Given problem:
Show every line below that contains the string "people", matching case exactly.

Stored entries:
•••••

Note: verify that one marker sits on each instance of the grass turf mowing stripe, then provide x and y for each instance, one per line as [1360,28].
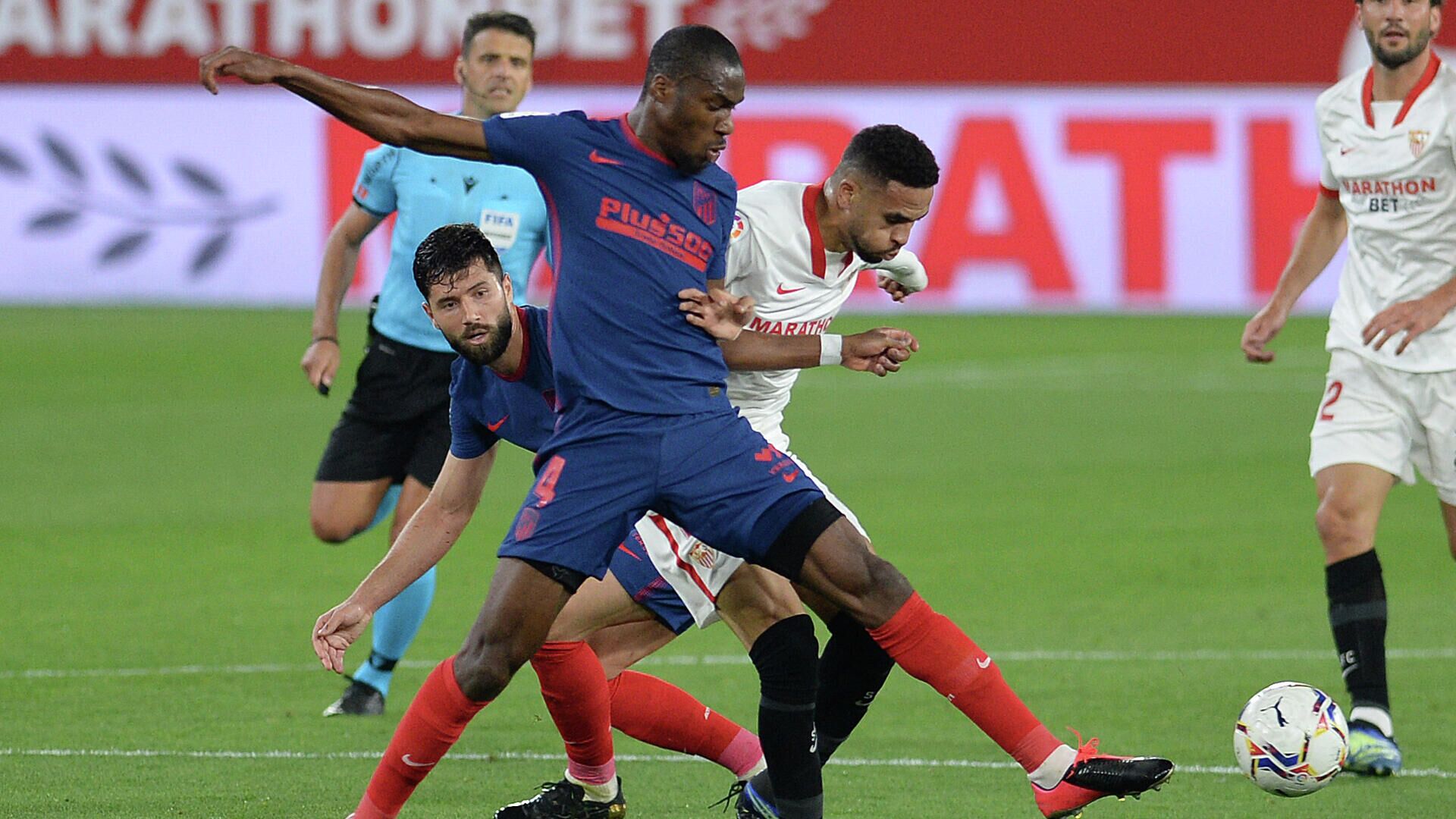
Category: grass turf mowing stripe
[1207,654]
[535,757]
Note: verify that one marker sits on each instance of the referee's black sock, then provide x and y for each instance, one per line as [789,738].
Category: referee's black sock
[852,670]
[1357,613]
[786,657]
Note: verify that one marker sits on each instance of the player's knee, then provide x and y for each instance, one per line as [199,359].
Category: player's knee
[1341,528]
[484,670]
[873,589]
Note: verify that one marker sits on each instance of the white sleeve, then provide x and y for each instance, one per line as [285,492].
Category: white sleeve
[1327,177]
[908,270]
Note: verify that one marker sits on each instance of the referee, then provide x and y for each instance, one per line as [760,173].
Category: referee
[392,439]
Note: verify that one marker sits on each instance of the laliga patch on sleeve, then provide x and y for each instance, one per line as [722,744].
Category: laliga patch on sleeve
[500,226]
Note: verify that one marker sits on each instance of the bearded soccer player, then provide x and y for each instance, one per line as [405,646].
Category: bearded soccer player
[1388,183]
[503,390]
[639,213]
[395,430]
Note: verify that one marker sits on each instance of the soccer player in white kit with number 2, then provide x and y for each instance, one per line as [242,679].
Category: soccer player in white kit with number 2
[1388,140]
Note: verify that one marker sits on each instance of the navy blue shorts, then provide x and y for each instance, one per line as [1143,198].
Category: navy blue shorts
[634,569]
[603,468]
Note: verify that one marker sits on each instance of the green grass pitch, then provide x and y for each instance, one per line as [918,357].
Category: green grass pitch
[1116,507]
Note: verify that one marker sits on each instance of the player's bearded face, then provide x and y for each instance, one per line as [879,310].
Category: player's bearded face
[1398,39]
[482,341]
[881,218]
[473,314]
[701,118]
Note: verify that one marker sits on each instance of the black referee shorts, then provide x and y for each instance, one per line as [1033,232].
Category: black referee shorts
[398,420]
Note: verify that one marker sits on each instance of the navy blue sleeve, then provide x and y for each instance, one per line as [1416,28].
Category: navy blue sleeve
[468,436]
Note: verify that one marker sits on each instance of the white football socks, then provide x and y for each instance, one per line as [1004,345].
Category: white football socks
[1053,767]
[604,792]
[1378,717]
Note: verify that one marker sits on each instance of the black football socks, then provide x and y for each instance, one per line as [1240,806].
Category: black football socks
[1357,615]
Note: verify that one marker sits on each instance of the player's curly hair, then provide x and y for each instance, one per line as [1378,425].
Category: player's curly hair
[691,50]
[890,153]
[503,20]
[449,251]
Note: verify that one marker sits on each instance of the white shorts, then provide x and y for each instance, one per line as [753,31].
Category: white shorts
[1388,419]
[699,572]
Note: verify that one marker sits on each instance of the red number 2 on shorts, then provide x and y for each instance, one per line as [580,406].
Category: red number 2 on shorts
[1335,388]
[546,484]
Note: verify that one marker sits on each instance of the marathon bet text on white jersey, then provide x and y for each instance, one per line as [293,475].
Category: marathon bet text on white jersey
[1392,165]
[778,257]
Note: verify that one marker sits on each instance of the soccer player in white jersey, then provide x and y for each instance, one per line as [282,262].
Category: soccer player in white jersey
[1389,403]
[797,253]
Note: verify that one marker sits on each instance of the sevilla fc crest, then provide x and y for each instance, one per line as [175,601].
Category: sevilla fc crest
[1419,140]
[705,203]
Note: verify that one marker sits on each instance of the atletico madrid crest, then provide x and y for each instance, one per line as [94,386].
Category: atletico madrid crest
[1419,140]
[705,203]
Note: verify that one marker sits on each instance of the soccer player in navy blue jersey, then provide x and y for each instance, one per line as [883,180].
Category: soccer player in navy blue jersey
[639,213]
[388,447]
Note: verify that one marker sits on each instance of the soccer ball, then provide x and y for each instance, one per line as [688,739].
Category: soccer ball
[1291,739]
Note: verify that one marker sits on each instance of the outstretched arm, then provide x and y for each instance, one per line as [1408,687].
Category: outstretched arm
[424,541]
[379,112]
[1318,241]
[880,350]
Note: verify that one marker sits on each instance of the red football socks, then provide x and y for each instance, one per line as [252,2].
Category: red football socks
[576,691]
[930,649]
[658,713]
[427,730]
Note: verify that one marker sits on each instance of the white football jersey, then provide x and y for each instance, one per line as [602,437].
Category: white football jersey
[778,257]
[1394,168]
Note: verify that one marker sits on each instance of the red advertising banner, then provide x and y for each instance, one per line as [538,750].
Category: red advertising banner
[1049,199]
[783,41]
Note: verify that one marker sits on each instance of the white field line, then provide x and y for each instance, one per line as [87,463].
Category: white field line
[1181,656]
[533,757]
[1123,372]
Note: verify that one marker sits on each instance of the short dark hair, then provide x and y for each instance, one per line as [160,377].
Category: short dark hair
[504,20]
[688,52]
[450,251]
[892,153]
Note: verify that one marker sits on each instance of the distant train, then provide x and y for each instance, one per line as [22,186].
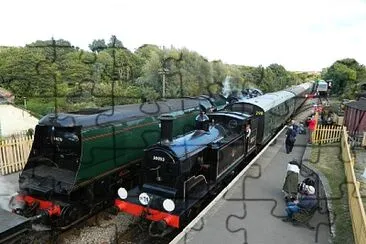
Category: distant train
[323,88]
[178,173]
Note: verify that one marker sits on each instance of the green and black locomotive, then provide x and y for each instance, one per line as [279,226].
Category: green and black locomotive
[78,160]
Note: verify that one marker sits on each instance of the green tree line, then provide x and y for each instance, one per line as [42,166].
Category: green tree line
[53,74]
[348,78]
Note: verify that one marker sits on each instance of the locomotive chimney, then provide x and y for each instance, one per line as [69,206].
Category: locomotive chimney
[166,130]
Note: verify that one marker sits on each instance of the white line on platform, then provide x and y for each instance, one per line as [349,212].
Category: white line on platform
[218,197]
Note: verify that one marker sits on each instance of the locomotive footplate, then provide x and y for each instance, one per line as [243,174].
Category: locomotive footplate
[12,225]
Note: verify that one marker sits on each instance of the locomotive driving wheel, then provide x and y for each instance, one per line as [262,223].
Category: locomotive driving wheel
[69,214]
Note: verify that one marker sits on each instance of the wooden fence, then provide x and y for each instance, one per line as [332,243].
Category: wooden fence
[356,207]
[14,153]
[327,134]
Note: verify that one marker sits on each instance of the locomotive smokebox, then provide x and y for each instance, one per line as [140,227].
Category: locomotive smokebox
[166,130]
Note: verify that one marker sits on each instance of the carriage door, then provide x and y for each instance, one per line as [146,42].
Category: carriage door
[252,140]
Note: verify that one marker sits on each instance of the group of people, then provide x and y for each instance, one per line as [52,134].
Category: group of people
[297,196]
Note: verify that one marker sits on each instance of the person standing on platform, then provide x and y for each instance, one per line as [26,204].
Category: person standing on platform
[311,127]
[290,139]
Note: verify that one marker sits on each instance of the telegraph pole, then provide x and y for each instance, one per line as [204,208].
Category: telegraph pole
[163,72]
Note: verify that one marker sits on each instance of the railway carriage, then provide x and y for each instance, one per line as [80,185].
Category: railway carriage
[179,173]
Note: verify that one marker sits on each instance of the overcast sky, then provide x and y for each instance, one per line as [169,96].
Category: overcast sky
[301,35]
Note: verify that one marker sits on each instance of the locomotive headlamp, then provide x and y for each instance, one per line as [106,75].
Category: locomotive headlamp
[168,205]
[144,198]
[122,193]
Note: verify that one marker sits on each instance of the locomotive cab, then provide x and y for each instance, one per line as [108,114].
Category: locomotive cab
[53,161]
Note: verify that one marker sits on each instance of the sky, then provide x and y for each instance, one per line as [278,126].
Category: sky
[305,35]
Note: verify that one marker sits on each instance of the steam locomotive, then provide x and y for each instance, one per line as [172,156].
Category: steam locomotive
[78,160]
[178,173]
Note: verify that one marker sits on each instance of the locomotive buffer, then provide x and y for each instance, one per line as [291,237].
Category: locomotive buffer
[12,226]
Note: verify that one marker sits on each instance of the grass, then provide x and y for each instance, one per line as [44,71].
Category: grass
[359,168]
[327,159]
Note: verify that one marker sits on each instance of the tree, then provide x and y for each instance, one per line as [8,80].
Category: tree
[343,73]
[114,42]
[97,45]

•••••

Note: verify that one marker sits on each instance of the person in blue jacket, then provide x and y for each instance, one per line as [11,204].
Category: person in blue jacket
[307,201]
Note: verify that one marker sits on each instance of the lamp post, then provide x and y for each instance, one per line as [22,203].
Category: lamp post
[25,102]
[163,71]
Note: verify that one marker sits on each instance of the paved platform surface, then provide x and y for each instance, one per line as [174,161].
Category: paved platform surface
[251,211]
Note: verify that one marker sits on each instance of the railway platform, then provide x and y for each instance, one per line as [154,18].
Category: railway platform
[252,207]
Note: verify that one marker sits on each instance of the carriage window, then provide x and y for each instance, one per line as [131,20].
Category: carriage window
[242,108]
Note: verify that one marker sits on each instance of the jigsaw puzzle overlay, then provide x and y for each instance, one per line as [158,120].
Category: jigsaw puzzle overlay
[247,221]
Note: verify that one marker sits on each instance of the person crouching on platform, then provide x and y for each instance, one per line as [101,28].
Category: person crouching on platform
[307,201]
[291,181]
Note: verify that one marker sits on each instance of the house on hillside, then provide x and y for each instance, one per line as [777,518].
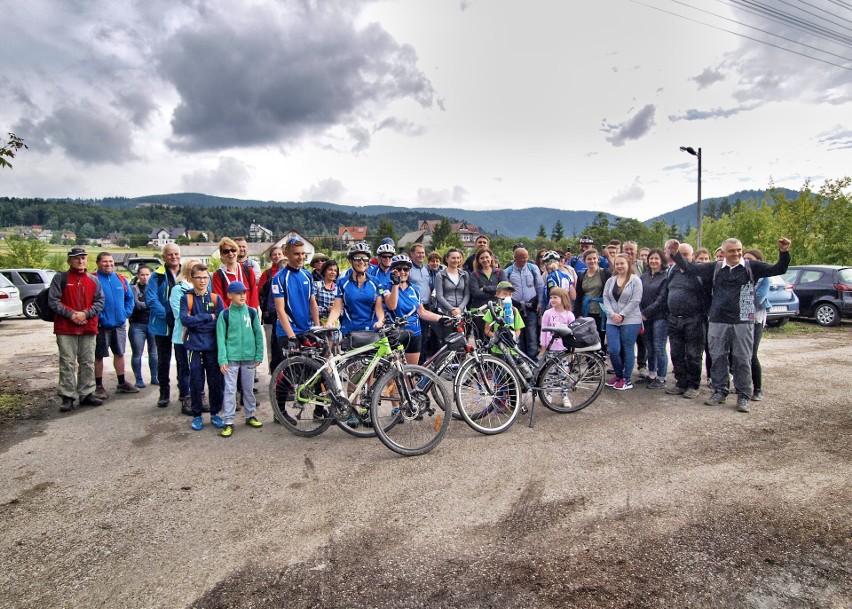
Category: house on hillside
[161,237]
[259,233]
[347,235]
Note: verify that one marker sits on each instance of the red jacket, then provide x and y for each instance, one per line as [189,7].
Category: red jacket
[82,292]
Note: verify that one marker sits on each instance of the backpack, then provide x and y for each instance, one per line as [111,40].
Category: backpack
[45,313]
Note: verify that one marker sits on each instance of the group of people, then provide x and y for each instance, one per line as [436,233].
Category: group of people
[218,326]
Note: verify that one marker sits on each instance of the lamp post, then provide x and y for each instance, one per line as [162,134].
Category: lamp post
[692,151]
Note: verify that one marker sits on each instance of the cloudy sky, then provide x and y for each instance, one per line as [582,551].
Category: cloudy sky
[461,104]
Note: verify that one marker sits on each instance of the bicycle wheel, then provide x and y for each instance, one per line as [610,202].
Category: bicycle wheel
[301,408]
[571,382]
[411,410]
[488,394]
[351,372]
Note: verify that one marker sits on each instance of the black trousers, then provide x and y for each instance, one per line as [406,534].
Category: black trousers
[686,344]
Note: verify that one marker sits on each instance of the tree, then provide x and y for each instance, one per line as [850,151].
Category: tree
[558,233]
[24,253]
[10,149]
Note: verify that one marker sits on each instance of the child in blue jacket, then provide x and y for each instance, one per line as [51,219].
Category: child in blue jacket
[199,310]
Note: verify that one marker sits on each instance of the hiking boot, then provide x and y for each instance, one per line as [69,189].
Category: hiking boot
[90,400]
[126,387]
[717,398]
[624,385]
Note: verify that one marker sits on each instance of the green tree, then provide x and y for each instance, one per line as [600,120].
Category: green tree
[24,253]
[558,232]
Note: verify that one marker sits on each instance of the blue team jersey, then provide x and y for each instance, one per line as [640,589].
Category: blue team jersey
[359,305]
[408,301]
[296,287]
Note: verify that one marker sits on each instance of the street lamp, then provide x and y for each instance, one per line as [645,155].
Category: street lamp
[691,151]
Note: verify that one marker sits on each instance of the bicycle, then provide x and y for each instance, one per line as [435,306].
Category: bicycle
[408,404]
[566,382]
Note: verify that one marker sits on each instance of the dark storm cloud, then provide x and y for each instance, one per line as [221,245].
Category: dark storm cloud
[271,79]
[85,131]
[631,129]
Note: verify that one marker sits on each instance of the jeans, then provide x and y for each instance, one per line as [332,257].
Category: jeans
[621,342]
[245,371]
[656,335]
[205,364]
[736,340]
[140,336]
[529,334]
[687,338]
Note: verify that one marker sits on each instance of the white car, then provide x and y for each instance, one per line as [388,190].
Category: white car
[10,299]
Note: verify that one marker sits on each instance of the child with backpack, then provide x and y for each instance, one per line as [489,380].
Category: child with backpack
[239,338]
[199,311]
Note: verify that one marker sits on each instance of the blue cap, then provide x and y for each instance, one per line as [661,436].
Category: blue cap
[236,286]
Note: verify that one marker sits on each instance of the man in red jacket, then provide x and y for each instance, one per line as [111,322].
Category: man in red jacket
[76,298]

•••••

Answer to the problem:
Note: verify that one marker sits on each instance of the group of people, then provide x and y for each instance, one per line as [52,134].
Category: group of people
Note: verify that one marker sits on each instance of the group of people, then provide x and y for each instance, one per line as [436,233].
Category: group of people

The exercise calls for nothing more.